DATA EXCERPTS ▸

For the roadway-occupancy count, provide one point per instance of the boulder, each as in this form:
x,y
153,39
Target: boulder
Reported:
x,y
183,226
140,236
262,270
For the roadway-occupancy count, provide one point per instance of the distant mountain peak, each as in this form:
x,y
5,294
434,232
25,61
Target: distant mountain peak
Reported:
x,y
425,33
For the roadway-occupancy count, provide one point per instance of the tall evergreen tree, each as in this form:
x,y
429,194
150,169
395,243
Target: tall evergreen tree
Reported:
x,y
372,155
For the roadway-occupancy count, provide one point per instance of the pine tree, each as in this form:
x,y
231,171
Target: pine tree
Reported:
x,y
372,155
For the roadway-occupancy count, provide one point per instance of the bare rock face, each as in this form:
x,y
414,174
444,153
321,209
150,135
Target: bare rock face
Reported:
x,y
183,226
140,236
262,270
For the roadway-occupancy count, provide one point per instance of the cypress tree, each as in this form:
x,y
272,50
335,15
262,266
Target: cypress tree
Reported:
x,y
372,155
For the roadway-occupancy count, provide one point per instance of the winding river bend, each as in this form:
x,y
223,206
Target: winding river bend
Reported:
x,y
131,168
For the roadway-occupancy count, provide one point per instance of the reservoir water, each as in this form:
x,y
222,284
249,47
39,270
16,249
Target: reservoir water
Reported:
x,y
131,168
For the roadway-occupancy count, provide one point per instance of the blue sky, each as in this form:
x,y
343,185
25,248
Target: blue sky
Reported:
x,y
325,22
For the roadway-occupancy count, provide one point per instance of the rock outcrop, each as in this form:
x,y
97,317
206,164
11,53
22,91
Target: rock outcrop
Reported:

SET EXERCISE ▸ Give exactly the lines from the one with "of the bare" to the end of the entries, nothing before them.

REPLY TO THE TASK ▸
For the roadway-occupancy count, provide one point per instance of the bare rock face, each as in this form:
x,y
414,174
444,153
321,209
150,135
Target: bare rock face
Reported:
x,y
183,226
140,236
262,270
For the roadway-occupancy count, provide one point per instance of the cypress tree, each as in this form:
x,y
272,50
335,15
262,266
Target: cypress tree
Reported:
x,y
372,155
For the roadway-occupancy count, provide one point per instance of the winding river bend, each as in this form:
x,y
223,206
Target: winding river bend
Reported:
x,y
131,168
For the roadway-occupancy count, provide one point per instance of the reservoir water, each as in this form:
x,y
222,284
249,47
39,270
16,249
Target: reservoir water
Reported:
x,y
131,168
For the roadway-occupancy count, provide one point per instance of the blue sky, each as in this form:
x,y
343,185
25,248
Target: blue sky
Reported:
x,y
325,22
For the roadway-occupancy count, provide one point per instance of the rock outcrop, each as in this form:
x,y
97,317
206,164
11,53
22,91
Target: rock outcrop
Reported:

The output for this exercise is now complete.